Article:
════════
Augmentation du budget de la guerre
Il n’y a qu’un seul endroit où l’on ne fait pas de coupes : immédiatement après le début de la guerre en Ukraine, le chancelier Scholz a annoncé le « changement d’époque » et a ainsi justifié des dépenses supplémentaires pour l’armée entre 2022 et 2027, pour un total de 100 milliards d’euros. Aux 51,95 milliards d’euros initialement prévus pour le budget militaire en 2024 s’ajoutent désormais 19,8 milliards d’euros. À ces dépenses colossales s’ajoutent les aides importantes accordées à l’Ukraine, qui consistent en grande partie en des livraisons d’armes, estimées cette année à 7,1 milliards d’euros.
L’AfD est le parti le plus fort en Allemagne
Si l’on additionne ces facteurs — l’augmentation des dépenses militaires et les coupes simultanées dans le domaine social ainsi que le manque d’infrastructures — il est clair que l’AfD a beau jeu de se positionner contre la politique du gouvernement fédéral. L’AfD s’oppose à la politique climatique (parce qu’elle pèse sur la population) et elle est contre l’aide militaire à l’Ukraine et plaide pour des négociations. L’AfD apparaît ainsi comme la seule véritable opposition au système et associe avec succès cela à sa politique raciste de fermeture aux réfugiéEs. Il faut donc s’attendre à un nouveau renforcement de l’AfD. Aujourd’hui déjà, elle est le parti le plus fort en Allemagne de l’Est (devant la CDU). Les élections de l’automne dans trois Länder d’Allemagne de l’Est confirmeront certainement cette tendance.
════════
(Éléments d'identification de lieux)

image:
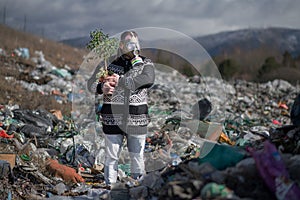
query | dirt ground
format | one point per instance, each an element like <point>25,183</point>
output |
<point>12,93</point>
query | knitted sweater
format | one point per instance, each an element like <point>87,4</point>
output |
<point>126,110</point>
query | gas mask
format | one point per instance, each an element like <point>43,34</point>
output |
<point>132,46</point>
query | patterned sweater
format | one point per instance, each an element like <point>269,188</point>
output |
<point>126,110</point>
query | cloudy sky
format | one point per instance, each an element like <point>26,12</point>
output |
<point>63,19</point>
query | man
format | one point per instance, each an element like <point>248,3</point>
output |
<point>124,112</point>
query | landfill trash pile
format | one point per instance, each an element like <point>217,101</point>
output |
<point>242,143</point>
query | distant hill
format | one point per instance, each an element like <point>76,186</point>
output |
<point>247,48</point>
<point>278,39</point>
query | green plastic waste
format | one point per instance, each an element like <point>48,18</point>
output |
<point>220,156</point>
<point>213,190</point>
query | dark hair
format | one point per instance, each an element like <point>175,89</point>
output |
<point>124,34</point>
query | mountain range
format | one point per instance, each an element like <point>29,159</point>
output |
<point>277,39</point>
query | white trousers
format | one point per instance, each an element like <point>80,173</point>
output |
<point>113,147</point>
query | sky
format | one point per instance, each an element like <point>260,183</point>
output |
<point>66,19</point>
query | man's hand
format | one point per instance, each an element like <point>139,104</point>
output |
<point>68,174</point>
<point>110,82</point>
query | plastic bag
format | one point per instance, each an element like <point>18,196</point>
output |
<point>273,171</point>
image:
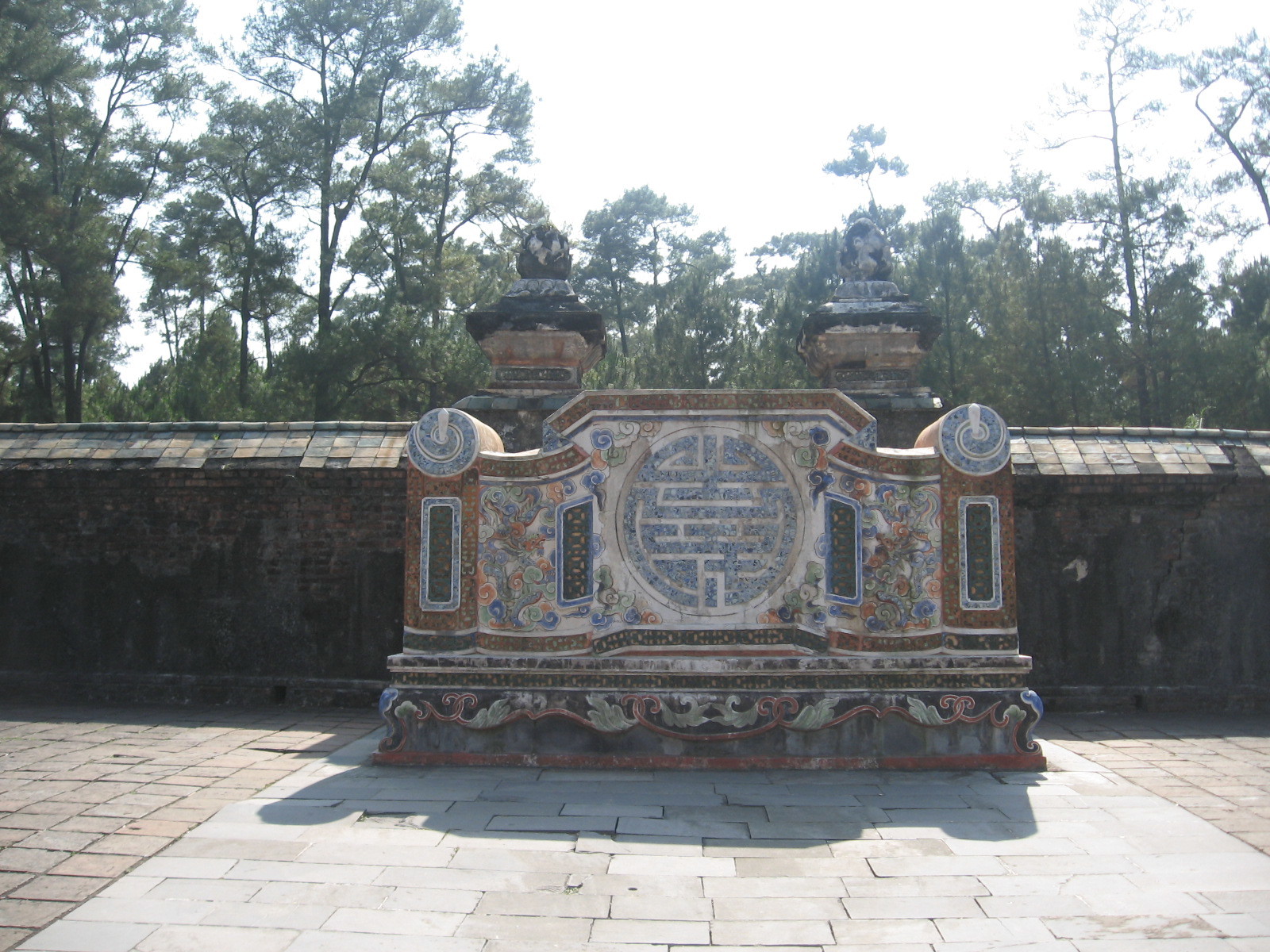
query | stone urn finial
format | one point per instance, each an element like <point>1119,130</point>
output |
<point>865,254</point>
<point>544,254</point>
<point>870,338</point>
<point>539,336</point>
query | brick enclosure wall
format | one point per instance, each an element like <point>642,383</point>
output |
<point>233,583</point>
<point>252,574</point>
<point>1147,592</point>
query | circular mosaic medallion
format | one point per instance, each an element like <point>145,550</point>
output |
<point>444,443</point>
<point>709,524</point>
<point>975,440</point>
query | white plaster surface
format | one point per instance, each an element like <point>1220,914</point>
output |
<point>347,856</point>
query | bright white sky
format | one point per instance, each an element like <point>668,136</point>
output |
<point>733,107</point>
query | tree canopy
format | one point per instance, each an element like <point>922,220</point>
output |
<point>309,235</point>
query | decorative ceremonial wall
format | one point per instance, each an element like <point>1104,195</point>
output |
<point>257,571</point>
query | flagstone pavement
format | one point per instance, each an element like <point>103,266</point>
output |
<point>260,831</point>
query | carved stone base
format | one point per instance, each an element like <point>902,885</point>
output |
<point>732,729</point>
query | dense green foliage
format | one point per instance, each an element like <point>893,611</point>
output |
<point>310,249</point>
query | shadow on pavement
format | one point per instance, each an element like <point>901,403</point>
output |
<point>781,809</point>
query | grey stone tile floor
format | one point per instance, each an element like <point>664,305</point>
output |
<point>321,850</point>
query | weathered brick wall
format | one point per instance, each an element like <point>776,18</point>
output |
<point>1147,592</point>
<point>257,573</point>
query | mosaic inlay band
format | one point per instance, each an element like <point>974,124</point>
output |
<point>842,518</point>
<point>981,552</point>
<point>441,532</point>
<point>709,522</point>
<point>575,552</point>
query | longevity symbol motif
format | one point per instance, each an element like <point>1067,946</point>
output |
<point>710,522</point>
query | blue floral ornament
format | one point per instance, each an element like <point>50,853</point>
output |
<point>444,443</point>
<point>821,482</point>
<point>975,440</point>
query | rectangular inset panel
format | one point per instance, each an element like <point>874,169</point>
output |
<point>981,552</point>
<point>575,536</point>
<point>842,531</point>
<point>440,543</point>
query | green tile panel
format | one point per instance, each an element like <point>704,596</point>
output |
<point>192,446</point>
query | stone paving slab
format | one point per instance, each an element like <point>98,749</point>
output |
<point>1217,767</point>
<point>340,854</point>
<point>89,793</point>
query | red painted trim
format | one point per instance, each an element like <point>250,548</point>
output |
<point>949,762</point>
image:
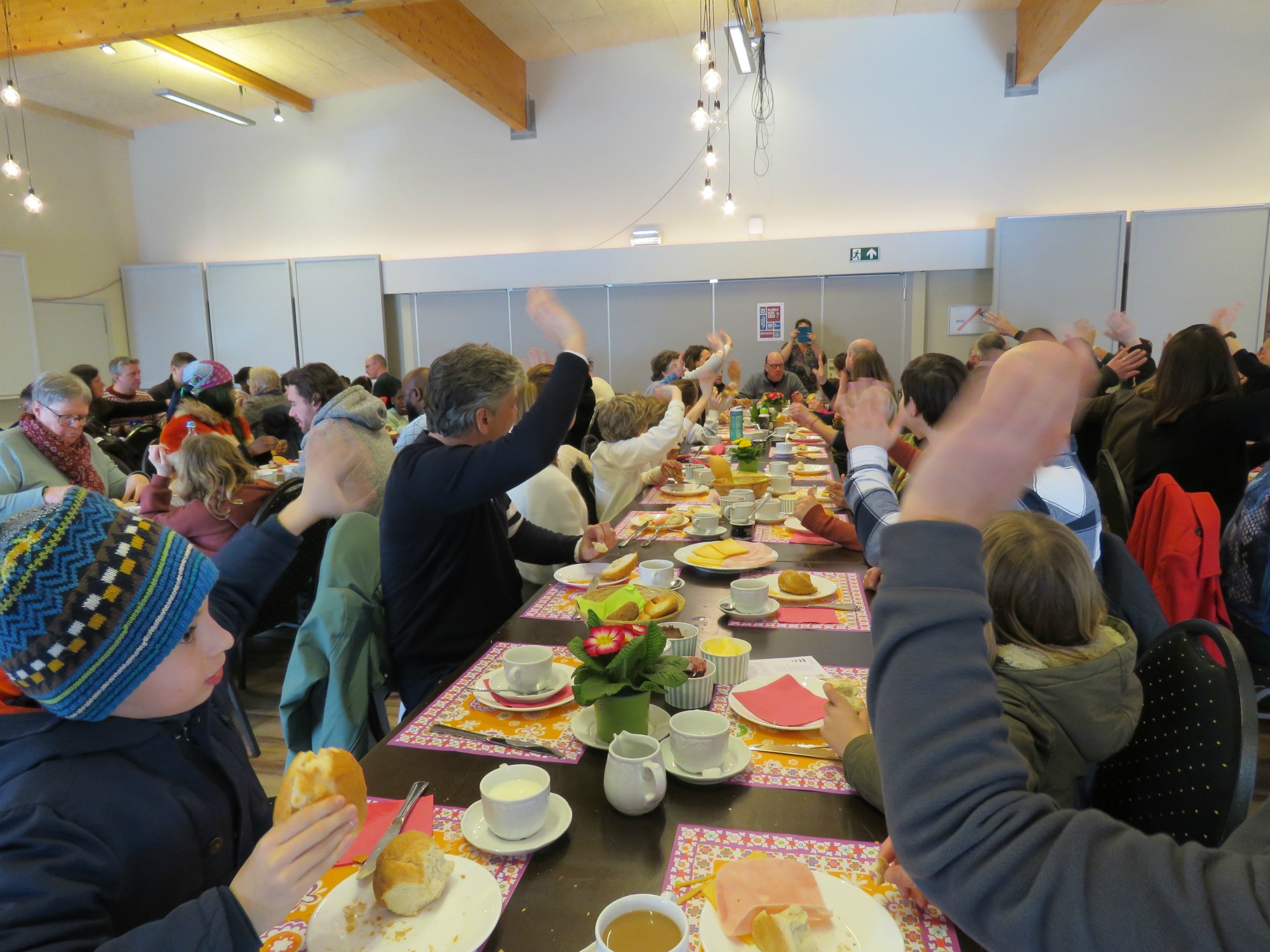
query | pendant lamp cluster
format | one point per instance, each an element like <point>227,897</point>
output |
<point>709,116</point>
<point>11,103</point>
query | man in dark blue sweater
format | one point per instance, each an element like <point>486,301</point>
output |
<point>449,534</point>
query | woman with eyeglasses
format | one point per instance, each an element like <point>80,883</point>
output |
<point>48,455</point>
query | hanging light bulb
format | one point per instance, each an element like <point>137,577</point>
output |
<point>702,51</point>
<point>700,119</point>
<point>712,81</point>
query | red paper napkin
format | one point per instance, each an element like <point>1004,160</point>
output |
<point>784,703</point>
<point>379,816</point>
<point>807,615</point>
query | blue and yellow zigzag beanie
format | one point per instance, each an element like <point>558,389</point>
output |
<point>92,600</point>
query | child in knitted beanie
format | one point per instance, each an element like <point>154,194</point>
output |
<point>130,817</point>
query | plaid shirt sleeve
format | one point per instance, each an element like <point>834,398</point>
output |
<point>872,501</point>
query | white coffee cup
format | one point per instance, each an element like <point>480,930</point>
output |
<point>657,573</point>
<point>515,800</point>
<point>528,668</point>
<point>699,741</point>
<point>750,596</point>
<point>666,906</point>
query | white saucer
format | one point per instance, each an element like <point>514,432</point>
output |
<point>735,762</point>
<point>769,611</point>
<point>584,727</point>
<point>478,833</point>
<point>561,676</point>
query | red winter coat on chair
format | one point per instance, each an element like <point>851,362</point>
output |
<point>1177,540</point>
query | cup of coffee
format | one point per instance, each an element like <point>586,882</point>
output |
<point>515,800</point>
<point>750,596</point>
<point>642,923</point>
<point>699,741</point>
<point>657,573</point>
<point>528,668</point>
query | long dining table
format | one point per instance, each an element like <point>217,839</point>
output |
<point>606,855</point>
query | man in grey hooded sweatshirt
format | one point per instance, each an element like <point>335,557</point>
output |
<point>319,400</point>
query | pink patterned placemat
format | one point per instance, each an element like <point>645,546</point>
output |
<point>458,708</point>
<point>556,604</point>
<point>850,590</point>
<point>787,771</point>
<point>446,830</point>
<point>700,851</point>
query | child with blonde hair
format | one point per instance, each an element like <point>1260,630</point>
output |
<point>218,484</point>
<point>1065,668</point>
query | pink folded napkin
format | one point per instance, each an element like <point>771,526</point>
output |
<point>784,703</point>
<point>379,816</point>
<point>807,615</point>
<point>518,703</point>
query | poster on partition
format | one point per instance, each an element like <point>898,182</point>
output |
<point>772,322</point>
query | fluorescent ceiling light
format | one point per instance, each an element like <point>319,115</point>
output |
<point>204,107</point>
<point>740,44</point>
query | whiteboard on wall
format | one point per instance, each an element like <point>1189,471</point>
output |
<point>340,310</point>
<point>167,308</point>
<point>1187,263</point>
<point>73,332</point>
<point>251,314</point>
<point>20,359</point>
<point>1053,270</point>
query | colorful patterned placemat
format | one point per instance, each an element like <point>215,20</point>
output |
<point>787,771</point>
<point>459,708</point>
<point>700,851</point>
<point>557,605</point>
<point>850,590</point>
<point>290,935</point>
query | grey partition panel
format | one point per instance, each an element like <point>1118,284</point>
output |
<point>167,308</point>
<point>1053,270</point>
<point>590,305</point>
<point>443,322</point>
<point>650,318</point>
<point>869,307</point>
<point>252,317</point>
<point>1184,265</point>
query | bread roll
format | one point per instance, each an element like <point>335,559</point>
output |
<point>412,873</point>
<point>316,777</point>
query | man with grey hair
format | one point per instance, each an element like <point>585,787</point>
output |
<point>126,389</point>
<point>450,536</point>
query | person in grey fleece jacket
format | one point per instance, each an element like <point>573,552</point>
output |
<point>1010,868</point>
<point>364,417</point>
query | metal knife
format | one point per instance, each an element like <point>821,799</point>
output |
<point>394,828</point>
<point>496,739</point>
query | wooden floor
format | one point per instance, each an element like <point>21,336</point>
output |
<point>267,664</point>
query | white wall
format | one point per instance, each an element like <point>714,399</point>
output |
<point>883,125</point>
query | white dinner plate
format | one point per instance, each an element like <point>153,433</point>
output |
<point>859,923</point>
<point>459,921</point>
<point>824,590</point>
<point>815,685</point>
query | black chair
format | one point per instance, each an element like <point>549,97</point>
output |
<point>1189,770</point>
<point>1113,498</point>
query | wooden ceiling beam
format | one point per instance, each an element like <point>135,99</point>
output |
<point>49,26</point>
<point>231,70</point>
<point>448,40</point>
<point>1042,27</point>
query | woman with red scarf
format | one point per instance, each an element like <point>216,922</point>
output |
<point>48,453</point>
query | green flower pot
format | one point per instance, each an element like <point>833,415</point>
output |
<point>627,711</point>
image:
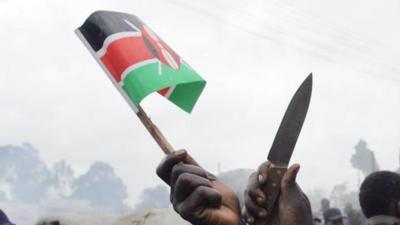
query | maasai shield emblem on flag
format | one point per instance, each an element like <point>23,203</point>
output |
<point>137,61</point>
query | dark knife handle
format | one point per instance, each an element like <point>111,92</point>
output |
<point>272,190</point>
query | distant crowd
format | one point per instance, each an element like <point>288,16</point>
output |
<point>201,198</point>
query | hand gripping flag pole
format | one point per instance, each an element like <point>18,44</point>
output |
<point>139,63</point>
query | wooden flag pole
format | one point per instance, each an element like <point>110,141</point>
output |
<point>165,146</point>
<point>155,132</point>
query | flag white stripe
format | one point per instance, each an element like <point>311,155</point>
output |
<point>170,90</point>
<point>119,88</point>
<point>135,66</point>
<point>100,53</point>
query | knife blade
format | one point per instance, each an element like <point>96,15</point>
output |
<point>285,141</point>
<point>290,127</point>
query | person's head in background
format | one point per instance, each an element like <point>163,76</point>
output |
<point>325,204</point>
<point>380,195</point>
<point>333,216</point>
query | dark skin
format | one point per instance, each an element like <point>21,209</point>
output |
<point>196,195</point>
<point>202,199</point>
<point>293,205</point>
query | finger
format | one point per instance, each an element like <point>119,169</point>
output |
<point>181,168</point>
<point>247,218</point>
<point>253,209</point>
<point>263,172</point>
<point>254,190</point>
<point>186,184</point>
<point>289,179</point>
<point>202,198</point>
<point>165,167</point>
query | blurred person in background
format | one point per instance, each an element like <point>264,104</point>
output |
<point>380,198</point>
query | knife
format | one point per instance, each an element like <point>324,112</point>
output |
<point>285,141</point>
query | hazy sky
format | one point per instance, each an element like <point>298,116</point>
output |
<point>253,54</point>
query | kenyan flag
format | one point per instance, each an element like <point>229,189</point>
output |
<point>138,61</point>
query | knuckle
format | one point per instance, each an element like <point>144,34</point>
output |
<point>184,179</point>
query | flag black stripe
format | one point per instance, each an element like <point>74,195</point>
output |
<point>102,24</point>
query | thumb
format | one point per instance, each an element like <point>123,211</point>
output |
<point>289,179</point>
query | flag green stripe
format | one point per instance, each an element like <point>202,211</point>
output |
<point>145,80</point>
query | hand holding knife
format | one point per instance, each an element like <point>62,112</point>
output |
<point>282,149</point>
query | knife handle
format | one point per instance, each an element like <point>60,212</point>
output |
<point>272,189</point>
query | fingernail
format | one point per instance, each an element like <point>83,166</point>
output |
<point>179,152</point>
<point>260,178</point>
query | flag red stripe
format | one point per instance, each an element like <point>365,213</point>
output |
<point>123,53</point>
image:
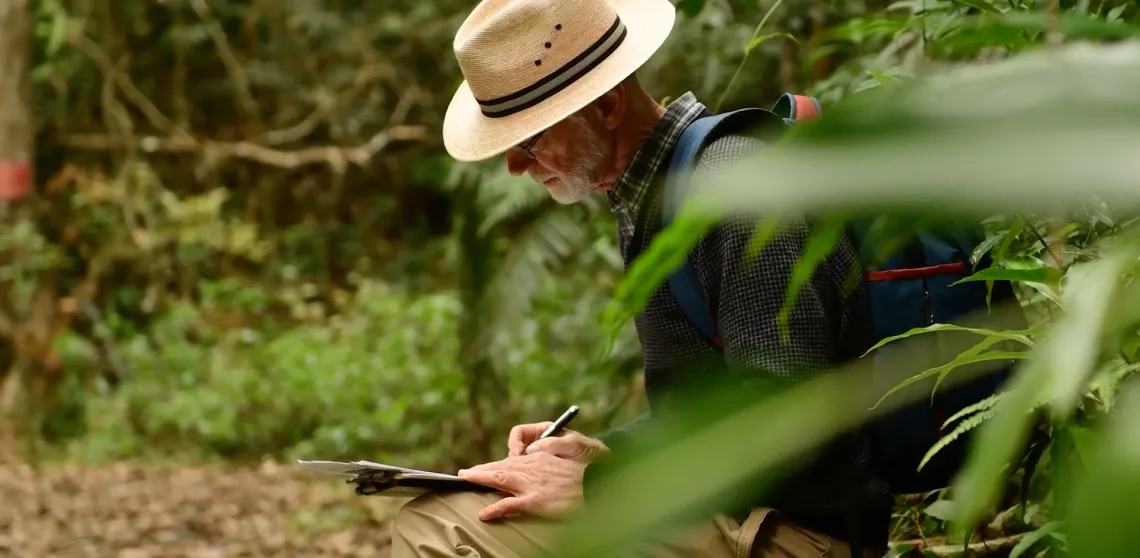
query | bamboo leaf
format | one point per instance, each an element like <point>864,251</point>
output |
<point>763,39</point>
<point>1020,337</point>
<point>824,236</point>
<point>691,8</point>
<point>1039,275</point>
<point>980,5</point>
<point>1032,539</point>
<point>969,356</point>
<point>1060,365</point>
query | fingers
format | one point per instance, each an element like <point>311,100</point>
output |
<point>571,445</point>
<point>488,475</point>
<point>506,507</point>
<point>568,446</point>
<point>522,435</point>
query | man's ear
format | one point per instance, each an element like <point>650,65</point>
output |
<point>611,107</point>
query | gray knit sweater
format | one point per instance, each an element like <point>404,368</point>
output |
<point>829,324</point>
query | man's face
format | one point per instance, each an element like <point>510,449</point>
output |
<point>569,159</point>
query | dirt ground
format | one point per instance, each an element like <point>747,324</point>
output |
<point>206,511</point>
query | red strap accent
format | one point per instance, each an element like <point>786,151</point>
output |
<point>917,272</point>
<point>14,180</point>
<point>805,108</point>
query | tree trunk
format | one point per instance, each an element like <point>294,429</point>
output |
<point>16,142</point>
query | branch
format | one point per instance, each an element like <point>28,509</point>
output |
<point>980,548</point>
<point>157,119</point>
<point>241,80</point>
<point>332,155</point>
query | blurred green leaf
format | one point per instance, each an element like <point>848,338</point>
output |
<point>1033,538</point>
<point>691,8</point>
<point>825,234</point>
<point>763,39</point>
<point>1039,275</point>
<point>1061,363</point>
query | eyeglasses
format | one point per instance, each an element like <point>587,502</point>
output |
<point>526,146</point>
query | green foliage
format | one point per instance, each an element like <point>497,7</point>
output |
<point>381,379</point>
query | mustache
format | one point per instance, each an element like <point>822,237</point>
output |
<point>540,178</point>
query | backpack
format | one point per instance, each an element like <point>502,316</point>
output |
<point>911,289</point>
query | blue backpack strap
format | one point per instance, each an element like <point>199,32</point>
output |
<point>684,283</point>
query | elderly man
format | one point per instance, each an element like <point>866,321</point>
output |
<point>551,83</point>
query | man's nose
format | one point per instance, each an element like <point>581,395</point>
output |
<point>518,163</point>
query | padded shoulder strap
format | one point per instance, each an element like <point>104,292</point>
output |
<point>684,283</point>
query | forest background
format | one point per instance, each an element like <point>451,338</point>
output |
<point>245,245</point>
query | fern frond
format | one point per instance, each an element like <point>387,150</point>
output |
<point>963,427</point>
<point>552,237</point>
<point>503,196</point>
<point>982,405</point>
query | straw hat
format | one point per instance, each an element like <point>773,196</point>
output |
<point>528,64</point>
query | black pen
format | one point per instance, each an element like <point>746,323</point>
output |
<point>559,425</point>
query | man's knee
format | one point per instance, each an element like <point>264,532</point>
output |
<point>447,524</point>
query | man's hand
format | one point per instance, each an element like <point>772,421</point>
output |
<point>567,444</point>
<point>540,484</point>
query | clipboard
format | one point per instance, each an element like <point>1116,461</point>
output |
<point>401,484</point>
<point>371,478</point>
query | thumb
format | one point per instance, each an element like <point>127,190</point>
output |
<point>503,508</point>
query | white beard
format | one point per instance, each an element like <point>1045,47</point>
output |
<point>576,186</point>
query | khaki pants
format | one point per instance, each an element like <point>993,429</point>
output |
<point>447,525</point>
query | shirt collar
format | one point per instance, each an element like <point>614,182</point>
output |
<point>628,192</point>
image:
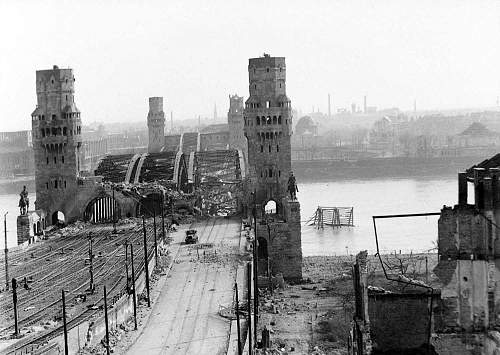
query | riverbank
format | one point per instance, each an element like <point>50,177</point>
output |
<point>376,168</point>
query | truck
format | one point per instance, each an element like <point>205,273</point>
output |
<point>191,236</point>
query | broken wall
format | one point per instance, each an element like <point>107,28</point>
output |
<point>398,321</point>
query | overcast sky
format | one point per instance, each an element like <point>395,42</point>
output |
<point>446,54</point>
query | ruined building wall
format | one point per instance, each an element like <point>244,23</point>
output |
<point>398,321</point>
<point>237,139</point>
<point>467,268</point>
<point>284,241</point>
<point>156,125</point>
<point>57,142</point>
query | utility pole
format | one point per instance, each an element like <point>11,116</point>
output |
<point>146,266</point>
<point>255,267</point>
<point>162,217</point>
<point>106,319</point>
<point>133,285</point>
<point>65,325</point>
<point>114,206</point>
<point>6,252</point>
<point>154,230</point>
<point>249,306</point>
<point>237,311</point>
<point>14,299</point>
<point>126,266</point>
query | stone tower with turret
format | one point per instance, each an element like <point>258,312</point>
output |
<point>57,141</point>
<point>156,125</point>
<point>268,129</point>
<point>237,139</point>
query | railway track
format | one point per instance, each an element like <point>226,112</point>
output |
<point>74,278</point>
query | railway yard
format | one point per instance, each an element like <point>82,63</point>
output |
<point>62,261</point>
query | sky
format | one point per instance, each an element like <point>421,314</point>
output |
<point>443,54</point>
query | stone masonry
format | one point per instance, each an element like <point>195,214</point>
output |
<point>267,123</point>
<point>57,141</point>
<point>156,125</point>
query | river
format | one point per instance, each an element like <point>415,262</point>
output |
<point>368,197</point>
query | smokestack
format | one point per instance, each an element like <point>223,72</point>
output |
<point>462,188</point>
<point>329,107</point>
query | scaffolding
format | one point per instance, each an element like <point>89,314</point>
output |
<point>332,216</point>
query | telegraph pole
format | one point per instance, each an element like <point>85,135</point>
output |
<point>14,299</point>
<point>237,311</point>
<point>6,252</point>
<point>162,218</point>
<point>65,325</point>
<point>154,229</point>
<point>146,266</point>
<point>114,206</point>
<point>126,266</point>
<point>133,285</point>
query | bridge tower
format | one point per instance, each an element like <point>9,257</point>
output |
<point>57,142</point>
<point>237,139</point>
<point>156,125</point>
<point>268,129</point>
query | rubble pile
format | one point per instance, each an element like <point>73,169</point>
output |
════════
Consigne:
Dressez la liste de tous les montants en euros cités dans l'article sur le budget de la guerre.

Réponse:
- 100 milliards d'euros
- 51,95 milliards d'euros
- 19,8 milliards d'euros
- 7,1 milliards d'euros